Task goal »
If a line in the entries below includes the string "muddy", copy it out.
+===+
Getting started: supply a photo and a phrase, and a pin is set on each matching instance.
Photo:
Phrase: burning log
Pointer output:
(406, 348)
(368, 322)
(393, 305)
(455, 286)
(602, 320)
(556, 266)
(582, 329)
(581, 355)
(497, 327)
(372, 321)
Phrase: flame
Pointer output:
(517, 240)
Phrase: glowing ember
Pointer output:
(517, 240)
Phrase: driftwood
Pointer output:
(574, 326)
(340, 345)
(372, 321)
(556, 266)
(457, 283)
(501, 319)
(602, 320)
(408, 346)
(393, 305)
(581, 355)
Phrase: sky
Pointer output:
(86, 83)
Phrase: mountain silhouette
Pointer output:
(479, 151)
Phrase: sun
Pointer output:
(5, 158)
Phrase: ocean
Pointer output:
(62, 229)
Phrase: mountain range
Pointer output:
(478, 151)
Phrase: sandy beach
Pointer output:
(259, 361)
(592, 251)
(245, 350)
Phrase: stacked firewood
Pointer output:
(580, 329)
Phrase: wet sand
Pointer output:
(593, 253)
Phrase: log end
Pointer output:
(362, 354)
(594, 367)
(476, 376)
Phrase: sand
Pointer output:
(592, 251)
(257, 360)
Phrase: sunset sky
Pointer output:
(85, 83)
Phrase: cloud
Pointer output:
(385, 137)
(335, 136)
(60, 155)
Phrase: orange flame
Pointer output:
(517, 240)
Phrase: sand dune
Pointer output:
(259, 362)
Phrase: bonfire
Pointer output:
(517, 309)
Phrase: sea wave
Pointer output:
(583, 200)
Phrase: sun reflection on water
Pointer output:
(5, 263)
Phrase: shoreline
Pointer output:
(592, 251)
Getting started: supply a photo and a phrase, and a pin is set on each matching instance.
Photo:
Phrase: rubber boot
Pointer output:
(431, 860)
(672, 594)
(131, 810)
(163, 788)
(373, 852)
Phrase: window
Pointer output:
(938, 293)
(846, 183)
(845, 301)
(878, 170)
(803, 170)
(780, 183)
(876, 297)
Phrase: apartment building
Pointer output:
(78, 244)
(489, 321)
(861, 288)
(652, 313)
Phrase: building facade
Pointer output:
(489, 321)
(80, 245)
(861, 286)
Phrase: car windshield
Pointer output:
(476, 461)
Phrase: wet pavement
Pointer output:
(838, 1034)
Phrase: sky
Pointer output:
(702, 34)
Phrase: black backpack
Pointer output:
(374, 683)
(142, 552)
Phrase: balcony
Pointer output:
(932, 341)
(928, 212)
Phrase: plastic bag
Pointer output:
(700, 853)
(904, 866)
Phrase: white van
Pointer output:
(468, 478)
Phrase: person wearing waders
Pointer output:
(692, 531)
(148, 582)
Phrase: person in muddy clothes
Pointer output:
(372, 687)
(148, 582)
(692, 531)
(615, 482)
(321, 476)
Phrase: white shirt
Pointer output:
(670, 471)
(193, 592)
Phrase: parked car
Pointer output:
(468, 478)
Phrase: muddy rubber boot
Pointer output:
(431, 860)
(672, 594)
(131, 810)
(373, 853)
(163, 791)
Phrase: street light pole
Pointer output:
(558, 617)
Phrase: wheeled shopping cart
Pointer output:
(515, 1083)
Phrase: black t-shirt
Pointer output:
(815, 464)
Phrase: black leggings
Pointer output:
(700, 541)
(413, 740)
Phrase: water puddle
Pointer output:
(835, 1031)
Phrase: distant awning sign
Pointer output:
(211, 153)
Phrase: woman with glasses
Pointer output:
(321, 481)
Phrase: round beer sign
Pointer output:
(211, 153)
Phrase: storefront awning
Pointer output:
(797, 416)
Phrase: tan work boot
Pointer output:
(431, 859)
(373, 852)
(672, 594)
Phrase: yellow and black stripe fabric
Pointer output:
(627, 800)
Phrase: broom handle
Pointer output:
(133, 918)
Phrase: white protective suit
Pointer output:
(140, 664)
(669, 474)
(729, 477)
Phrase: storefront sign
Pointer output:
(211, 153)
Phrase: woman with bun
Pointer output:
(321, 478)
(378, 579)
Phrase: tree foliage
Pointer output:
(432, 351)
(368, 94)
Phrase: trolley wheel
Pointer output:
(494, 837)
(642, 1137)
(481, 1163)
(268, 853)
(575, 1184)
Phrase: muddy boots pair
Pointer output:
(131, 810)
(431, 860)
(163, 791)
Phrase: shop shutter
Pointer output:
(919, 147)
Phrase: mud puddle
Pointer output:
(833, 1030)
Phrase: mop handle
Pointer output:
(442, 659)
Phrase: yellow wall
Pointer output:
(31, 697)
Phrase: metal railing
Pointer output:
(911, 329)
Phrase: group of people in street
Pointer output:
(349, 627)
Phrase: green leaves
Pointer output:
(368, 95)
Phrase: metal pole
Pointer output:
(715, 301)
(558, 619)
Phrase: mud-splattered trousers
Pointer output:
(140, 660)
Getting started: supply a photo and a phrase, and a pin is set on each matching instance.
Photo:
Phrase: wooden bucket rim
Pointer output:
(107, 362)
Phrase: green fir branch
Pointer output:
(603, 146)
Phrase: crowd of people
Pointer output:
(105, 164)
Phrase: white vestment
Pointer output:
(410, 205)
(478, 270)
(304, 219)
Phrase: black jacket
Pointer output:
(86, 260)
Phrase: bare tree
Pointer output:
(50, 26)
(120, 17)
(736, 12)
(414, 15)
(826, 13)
+===+
Response »
Phrase: person in muddy clothes
Phrase: muddy rubber boot
Phrase: muddy boots pair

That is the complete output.